• **DOCUMENT EXTRACT**
>>>>>

If sites you are crawling with scrapy dont respond to your request then you should use randomly generated user agent in your request. Scrapy Fake User Agent is one of the open source and useful extension which will help you evade bot detection programs easily.
Install Scrapy Fake Useragent
pip install scrapy-fake-useragent
Configure Fake User Agent
Fake User Agent can be configured in scrapy by disabling scapy's default UserAgentMiddleware
and activating RandomUserAgentMiddleware
inside DOWNLOADER_MIDDLEWARES
.
You can configure random user agent middleware in a couple of ways.
- Spider Level - For the individual spider.
- Project Level - Globally for the complete scrapy project.
Spider Level Configuration
To configure site specific random user agent you should override global settings by defining DOWNLOADER_MIDDLEWARES
inside custom_settings
of site's spider like below.
import scrapy
class MySpider(scrapy.Spider):
name = "myspider"

<<<<<

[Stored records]
>>>>>

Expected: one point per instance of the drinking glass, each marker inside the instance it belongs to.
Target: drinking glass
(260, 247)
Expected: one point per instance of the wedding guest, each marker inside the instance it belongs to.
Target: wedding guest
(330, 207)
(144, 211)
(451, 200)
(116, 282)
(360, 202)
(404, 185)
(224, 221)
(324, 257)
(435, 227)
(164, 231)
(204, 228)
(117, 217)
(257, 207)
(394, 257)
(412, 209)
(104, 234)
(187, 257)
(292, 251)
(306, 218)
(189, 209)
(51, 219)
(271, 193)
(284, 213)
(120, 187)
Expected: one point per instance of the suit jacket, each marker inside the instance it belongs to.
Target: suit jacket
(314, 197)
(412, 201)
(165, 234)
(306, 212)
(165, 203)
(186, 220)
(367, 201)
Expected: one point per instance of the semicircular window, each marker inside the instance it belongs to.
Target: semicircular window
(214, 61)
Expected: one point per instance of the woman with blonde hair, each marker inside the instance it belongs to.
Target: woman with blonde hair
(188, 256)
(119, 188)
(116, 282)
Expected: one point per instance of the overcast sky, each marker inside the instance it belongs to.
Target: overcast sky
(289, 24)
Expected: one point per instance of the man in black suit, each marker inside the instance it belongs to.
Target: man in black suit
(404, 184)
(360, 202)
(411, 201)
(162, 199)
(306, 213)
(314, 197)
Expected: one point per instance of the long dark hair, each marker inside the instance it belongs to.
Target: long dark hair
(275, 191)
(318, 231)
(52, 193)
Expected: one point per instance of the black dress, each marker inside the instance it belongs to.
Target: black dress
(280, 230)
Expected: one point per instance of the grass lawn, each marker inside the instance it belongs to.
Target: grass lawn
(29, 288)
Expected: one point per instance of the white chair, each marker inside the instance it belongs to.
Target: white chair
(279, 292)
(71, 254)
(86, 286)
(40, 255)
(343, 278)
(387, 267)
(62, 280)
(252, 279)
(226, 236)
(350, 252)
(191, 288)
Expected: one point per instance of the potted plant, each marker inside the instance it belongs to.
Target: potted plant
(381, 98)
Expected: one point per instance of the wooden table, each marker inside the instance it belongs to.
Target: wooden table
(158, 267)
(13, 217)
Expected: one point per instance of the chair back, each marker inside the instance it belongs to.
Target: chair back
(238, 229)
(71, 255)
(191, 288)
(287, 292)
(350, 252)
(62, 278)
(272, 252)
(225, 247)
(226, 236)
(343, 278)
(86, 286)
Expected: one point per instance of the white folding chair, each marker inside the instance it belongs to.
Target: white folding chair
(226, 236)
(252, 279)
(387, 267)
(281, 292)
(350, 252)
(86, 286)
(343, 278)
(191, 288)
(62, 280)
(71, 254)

<<<<<
>>>>>

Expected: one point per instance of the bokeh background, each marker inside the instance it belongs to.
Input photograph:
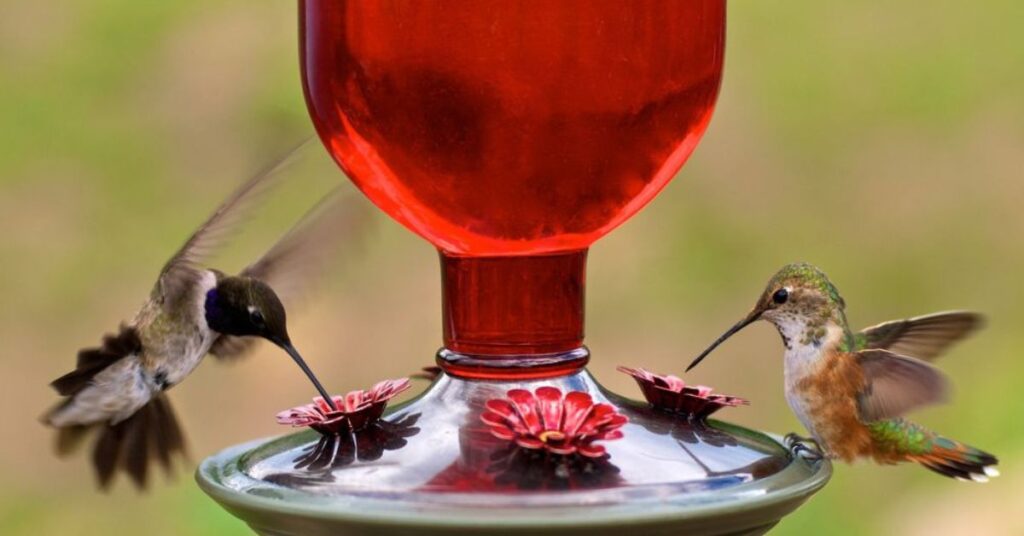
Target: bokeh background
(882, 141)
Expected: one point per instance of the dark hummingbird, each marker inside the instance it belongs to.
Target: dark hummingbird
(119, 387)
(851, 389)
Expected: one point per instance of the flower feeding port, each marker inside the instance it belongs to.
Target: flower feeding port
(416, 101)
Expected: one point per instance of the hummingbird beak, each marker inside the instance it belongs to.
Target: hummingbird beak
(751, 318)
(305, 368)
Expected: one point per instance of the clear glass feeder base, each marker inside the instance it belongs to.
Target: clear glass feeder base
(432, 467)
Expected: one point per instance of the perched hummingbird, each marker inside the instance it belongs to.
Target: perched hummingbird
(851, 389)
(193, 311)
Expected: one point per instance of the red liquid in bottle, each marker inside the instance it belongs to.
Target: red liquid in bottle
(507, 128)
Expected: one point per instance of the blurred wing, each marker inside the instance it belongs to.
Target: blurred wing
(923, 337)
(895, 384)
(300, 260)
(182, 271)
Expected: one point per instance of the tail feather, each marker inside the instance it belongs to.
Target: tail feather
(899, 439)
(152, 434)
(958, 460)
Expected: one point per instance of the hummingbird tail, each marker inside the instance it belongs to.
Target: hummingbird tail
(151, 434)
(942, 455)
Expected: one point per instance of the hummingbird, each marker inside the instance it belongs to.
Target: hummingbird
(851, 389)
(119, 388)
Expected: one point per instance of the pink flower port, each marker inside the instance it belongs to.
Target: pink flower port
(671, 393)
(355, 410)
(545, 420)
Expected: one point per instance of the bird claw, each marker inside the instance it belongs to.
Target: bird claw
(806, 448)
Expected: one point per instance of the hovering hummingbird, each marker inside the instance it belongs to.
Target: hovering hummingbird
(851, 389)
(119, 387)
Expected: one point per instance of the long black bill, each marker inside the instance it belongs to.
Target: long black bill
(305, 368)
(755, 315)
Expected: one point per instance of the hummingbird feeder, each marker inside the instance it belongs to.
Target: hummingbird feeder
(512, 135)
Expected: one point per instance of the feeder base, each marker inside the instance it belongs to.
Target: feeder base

<<<<<
>>>>>

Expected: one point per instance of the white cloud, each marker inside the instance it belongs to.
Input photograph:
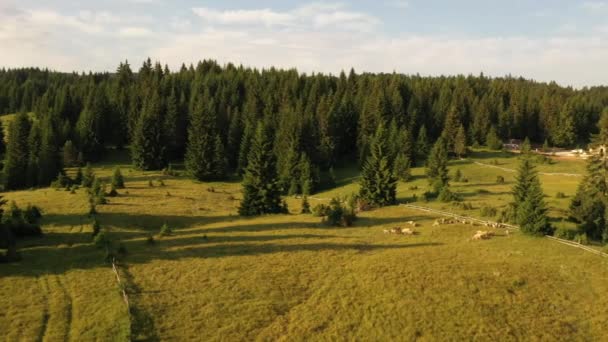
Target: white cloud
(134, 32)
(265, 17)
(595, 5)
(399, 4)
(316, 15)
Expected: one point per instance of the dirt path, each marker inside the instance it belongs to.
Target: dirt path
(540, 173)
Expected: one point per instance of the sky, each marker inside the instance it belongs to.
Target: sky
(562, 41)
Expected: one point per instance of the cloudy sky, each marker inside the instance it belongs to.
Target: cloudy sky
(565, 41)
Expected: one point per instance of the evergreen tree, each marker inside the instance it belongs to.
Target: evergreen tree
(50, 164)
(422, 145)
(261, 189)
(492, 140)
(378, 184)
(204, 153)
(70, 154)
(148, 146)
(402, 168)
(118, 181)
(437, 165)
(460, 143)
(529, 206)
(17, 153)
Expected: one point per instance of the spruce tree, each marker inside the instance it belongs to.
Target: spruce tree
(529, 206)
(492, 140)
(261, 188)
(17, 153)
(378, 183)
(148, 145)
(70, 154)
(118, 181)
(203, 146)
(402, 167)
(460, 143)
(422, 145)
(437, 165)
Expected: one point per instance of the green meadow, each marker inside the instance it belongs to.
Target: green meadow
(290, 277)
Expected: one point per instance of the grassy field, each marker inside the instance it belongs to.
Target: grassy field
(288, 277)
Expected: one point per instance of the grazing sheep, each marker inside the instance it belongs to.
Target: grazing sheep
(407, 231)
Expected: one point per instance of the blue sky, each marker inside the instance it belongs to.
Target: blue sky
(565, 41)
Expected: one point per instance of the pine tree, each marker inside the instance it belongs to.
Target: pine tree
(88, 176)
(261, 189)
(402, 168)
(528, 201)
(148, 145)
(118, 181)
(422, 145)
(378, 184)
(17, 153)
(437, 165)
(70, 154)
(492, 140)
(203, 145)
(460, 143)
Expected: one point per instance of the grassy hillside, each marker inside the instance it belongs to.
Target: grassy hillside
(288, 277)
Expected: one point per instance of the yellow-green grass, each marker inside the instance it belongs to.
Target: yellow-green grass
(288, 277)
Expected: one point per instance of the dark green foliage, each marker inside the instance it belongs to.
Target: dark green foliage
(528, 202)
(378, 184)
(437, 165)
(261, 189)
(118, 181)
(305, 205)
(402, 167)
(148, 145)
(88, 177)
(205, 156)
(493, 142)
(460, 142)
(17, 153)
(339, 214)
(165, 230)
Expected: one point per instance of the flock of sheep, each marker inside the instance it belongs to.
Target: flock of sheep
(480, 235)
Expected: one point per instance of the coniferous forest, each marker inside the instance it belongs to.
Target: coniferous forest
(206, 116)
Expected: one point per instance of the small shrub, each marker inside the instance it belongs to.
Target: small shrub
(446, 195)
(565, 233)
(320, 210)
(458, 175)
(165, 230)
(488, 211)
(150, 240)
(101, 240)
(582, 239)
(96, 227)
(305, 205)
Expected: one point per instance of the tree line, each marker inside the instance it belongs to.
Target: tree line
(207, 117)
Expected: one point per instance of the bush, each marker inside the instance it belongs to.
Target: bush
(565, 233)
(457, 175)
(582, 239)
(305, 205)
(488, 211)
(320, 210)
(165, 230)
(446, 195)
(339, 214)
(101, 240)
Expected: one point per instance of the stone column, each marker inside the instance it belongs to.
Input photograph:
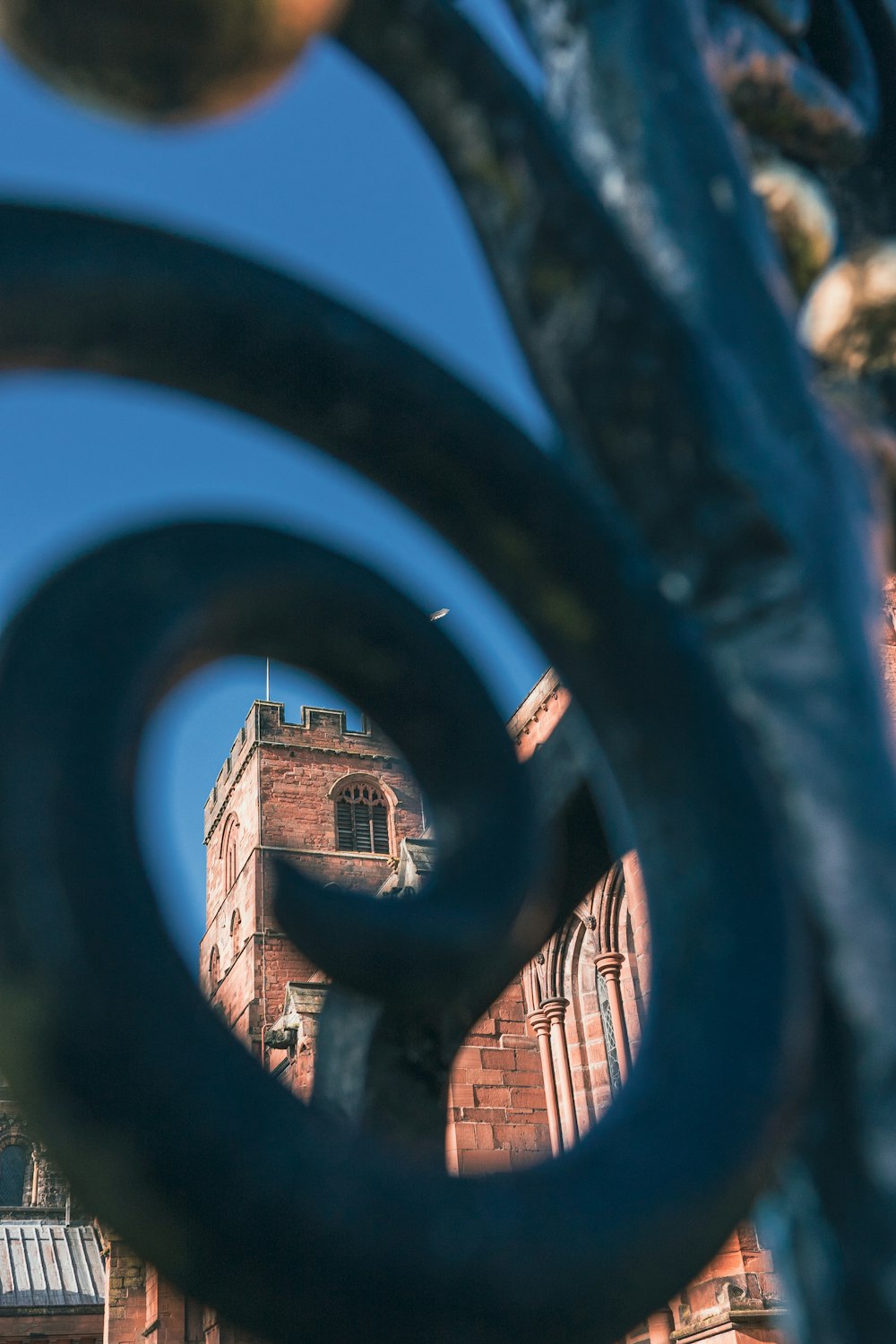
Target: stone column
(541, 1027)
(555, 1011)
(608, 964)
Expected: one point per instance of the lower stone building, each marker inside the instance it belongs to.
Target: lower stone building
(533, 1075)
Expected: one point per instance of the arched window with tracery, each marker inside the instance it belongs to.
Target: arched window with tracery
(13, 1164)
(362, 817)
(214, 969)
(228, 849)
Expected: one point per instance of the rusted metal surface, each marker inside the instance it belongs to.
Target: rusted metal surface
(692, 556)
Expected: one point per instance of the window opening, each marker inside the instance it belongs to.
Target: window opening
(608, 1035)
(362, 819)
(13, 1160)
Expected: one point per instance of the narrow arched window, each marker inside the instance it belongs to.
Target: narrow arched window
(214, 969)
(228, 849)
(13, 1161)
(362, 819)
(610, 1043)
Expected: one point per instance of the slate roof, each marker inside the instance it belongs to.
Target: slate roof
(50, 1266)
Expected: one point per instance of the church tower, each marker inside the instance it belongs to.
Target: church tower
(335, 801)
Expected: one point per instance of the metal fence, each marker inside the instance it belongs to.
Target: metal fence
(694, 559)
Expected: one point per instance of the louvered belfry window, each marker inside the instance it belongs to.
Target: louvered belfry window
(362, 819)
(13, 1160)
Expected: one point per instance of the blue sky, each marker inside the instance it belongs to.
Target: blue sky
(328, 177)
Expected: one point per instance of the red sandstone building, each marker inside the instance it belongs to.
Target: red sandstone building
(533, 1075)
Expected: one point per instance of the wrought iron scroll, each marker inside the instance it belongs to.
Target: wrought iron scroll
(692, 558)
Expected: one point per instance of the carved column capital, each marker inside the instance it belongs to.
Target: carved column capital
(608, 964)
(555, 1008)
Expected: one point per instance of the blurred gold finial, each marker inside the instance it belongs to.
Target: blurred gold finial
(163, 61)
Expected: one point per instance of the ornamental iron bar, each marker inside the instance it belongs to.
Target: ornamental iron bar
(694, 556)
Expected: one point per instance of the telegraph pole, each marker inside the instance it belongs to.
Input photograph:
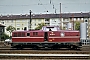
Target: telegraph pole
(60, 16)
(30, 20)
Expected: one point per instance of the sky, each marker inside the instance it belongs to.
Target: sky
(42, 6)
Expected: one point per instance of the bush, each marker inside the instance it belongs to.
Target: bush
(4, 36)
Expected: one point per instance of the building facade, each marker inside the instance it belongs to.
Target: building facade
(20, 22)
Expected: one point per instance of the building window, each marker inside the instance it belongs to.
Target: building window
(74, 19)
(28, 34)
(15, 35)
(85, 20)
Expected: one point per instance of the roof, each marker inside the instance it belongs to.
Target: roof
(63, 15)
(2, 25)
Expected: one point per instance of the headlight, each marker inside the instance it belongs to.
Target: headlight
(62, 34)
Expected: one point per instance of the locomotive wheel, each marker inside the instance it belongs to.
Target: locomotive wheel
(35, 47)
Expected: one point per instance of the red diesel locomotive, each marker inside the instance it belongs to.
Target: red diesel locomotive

<<<<<

• **EXERCISE TASK 1**
Select every line in the rows above that contains the string "foliage" and copy each one.
• **EXERCISE TASK 2**
Extend the page about configuring Scrapy Fake User Agent from the point where it stops.

• **EXERCISE ANSWER 1**
Expected: one point per instance of the dark green foliage, each marker inside the instance it belongs to.
Target: dark green foliage

• **EXERCISE ANSWER 2**
custom_settings = {
'DOWNLOADER_MIDDLEWARES' : {
'scrapy.downloadermiddlewares.useragent.UserAgentMiddleware': None,
'scrapy_fake_useragent.middleware.RandomUserAgentMiddleware': 400,
}
}
def start_requests(self):
urls = ["https://example.com"]
for url in urls:
yield scrapy.Request(url=url, callback=self.parse)
def parse(self, response):
print response.request.headers
Project Level Configuration
To configure fake user agent globally at project level you should modify global settings.py
present inside project directory. This will make sure that all sites crawled using current scrapy project will be requested using fake user agent middleware.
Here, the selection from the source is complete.